**Written task**. Find "ridge above? Mark it with a dot." in the material below, then copy that line and every subsequent line to the end, exactly.

**Provided records**.
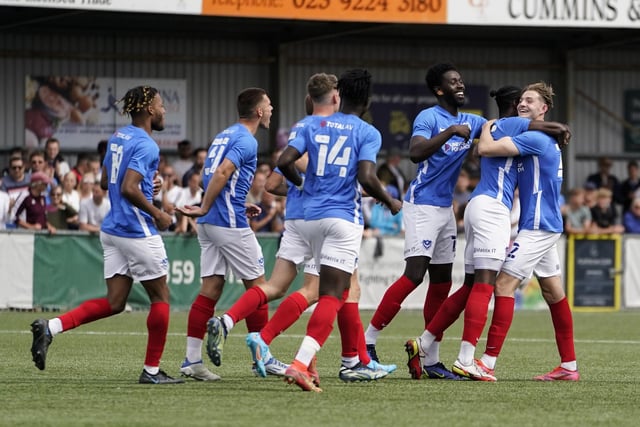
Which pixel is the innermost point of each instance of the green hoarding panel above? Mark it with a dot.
(68, 270)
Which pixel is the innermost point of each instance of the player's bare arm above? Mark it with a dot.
(372, 185)
(560, 131)
(131, 191)
(489, 147)
(421, 148)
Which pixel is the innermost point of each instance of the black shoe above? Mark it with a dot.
(160, 378)
(371, 349)
(41, 340)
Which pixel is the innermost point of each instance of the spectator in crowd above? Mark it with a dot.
(604, 178)
(629, 186)
(199, 156)
(389, 172)
(39, 164)
(54, 159)
(169, 195)
(631, 217)
(14, 152)
(101, 149)
(604, 214)
(461, 194)
(81, 167)
(590, 194)
(93, 210)
(577, 216)
(70, 195)
(17, 182)
(383, 222)
(184, 161)
(257, 188)
(85, 187)
(32, 212)
(95, 167)
(6, 204)
(189, 196)
(59, 213)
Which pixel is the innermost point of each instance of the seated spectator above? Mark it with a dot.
(184, 160)
(382, 221)
(93, 210)
(69, 193)
(6, 205)
(55, 160)
(85, 186)
(170, 194)
(577, 219)
(59, 213)
(604, 178)
(629, 186)
(632, 218)
(16, 183)
(189, 196)
(199, 156)
(32, 212)
(254, 196)
(604, 214)
(590, 194)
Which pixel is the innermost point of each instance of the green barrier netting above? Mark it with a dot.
(68, 270)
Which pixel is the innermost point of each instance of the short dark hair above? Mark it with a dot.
(355, 86)
(435, 73)
(248, 100)
(505, 97)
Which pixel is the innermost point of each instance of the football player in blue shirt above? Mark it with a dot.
(534, 250)
(133, 249)
(342, 151)
(442, 136)
(226, 240)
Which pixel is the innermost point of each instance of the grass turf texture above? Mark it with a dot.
(91, 379)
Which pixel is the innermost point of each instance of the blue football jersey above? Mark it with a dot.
(238, 145)
(437, 176)
(130, 148)
(498, 175)
(335, 145)
(539, 181)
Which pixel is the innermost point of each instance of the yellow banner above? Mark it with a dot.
(388, 11)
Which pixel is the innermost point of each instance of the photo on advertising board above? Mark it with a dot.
(80, 111)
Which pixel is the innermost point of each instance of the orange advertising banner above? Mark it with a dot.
(387, 11)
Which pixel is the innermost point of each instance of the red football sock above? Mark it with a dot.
(436, 294)
(247, 304)
(157, 326)
(475, 312)
(348, 319)
(86, 312)
(449, 311)
(286, 315)
(500, 324)
(256, 320)
(201, 311)
(321, 321)
(563, 325)
(391, 302)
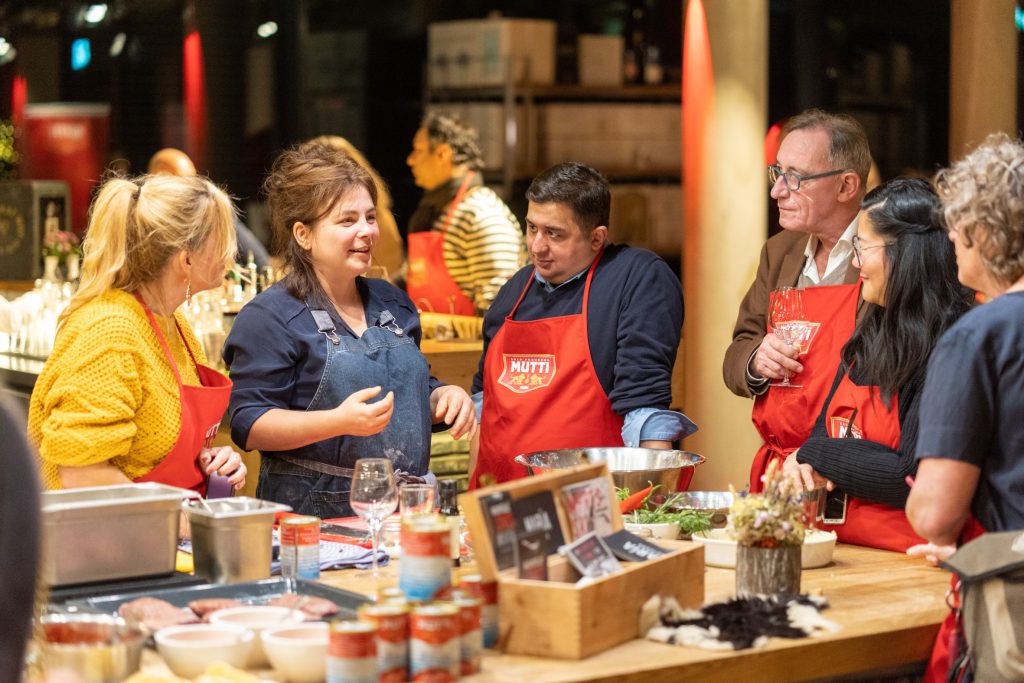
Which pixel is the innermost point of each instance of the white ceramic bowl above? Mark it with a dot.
(298, 651)
(256, 619)
(658, 530)
(188, 649)
(720, 550)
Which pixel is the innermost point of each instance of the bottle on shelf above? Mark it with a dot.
(450, 509)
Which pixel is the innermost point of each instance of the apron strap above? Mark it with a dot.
(160, 336)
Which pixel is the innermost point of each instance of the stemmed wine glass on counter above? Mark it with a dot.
(785, 314)
(374, 496)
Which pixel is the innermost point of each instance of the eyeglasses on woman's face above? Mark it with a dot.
(859, 247)
(793, 180)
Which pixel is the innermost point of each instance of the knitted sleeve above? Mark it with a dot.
(90, 404)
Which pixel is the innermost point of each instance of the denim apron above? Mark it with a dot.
(315, 479)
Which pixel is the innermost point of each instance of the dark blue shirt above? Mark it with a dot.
(634, 323)
(973, 407)
(276, 355)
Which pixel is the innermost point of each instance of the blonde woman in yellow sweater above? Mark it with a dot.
(126, 394)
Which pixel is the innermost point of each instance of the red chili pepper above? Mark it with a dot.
(634, 501)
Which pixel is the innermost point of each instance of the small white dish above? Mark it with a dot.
(720, 549)
(658, 530)
(298, 651)
(189, 648)
(256, 619)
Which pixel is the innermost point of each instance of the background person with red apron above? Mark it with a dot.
(464, 243)
(125, 395)
(578, 349)
(972, 414)
(862, 443)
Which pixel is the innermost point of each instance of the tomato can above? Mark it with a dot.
(300, 547)
(434, 645)
(487, 592)
(426, 566)
(470, 634)
(351, 652)
(392, 638)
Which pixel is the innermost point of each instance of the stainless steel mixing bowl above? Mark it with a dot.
(631, 468)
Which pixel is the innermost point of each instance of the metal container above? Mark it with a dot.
(631, 468)
(108, 532)
(232, 538)
(99, 648)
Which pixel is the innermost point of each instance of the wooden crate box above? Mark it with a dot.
(558, 619)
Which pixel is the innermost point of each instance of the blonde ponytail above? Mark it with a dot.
(135, 226)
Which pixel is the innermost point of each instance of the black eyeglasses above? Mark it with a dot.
(859, 247)
(793, 179)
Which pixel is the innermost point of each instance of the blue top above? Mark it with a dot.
(276, 354)
(634, 325)
(973, 407)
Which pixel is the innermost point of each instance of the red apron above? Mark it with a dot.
(867, 523)
(202, 409)
(430, 286)
(541, 392)
(783, 416)
(946, 642)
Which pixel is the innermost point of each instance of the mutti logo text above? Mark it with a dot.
(522, 373)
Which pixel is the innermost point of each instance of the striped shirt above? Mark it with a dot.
(483, 245)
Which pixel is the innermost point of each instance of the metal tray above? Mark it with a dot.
(256, 592)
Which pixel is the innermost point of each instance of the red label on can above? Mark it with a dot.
(431, 542)
(353, 643)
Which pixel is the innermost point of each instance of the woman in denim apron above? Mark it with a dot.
(326, 364)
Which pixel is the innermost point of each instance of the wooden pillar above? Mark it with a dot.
(982, 73)
(725, 194)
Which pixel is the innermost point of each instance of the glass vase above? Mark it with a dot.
(767, 570)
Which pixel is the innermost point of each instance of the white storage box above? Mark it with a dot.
(483, 52)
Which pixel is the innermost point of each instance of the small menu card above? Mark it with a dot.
(589, 506)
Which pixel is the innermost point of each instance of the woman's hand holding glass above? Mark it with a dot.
(356, 417)
(453, 406)
(225, 462)
(374, 496)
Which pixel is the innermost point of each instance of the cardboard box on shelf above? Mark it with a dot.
(484, 52)
(599, 59)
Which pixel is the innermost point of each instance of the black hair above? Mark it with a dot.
(581, 187)
(923, 296)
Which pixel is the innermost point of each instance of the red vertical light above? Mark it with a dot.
(195, 96)
(698, 99)
(18, 97)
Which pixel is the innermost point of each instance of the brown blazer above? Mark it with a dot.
(781, 261)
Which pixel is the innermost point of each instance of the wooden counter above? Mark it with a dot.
(889, 607)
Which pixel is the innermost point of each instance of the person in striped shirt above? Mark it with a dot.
(464, 242)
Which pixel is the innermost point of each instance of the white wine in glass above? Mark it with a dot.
(374, 496)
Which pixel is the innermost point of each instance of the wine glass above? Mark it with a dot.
(374, 496)
(785, 314)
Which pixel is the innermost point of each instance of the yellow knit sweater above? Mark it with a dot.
(107, 392)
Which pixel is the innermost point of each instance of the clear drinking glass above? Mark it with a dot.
(785, 316)
(374, 496)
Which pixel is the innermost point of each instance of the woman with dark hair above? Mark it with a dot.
(326, 364)
(862, 445)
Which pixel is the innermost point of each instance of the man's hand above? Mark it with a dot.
(453, 406)
(804, 475)
(775, 358)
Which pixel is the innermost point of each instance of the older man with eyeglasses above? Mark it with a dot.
(818, 181)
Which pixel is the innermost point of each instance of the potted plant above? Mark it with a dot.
(56, 246)
(769, 528)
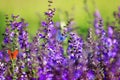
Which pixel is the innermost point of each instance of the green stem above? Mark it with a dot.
(13, 67)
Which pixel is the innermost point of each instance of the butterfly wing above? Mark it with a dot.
(60, 37)
(15, 53)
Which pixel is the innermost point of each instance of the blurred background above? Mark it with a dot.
(81, 10)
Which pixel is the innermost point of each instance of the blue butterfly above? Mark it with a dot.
(60, 37)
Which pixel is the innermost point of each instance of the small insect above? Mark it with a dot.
(60, 37)
(13, 55)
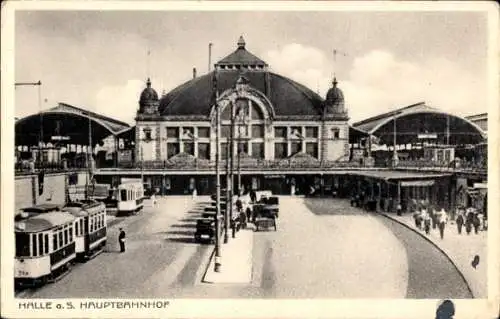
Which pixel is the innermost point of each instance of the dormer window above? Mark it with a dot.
(336, 133)
(147, 134)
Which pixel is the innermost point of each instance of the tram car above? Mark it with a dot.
(90, 227)
(45, 247)
(36, 210)
(130, 198)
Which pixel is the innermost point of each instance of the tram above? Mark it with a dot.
(45, 247)
(90, 227)
(130, 198)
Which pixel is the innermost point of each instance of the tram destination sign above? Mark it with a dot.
(427, 136)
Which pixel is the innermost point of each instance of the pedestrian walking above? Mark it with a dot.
(443, 218)
(469, 220)
(121, 240)
(434, 217)
(416, 217)
(427, 221)
(153, 199)
(476, 222)
(460, 222)
(253, 196)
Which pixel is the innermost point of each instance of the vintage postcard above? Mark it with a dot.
(249, 159)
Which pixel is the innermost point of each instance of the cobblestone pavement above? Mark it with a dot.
(461, 248)
(323, 248)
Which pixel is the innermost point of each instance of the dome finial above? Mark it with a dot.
(241, 43)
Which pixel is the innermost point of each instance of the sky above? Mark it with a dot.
(98, 60)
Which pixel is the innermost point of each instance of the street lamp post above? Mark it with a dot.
(229, 177)
(217, 263)
(40, 142)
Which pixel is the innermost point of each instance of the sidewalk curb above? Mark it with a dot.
(435, 245)
(212, 254)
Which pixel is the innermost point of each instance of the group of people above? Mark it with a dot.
(425, 218)
(470, 218)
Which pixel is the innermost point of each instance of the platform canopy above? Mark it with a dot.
(66, 124)
(419, 122)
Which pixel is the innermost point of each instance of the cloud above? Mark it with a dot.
(378, 81)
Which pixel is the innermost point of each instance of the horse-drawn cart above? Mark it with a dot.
(264, 217)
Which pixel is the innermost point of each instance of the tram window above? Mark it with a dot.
(33, 245)
(40, 244)
(46, 242)
(22, 244)
(54, 242)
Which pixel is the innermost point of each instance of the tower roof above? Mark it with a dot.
(242, 57)
(148, 94)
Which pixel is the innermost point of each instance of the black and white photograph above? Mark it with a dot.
(196, 153)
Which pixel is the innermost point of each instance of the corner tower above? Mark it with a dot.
(335, 129)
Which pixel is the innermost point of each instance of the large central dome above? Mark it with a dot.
(196, 96)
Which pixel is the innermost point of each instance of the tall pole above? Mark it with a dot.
(395, 154)
(229, 146)
(447, 130)
(217, 263)
(39, 84)
(89, 151)
(239, 160)
(142, 163)
(209, 56)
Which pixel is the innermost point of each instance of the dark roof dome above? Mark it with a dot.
(148, 94)
(242, 57)
(334, 96)
(195, 97)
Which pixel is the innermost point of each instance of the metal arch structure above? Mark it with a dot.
(407, 123)
(68, 121)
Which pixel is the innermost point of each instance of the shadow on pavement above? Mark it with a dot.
(180, 232)
(183, 240)
(332, 206)
(184, 226)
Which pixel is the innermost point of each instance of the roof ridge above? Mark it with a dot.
(299, 87)
(94, 114)
(243, 50)
(389, 114)
(184, 86)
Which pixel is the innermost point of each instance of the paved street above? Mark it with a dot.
(323, 249)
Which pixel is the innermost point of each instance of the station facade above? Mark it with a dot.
(285, 138)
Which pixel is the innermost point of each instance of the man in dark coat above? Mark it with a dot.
(121, 240)
(460, 222)
(253, 196)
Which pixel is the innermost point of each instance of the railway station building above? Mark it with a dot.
(286, 138)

**Exercise output**.
Which pixel is the innermost point of each instance of the roof ridge above? Mark it with a dot.
(299, 87)
(94, 114)
(243, 50)
(389, 114)
(184, 86)
Which pixel is the innermost point of each instance of the paved street above? Mark it with a dot.
(323, 249)
Which pixel is the innermost point of each instance of the station facade above? Mark it with a dot.
(285, 138)
Which pixel is the innermost point of each instance of the man in dark coat above? Mark it with a dot.
(121, 240)
(460, 222)
(253, 196)
Which pixel is the innermost point of each instance of the railway station building above? Mark it with a dot.
(286, 138)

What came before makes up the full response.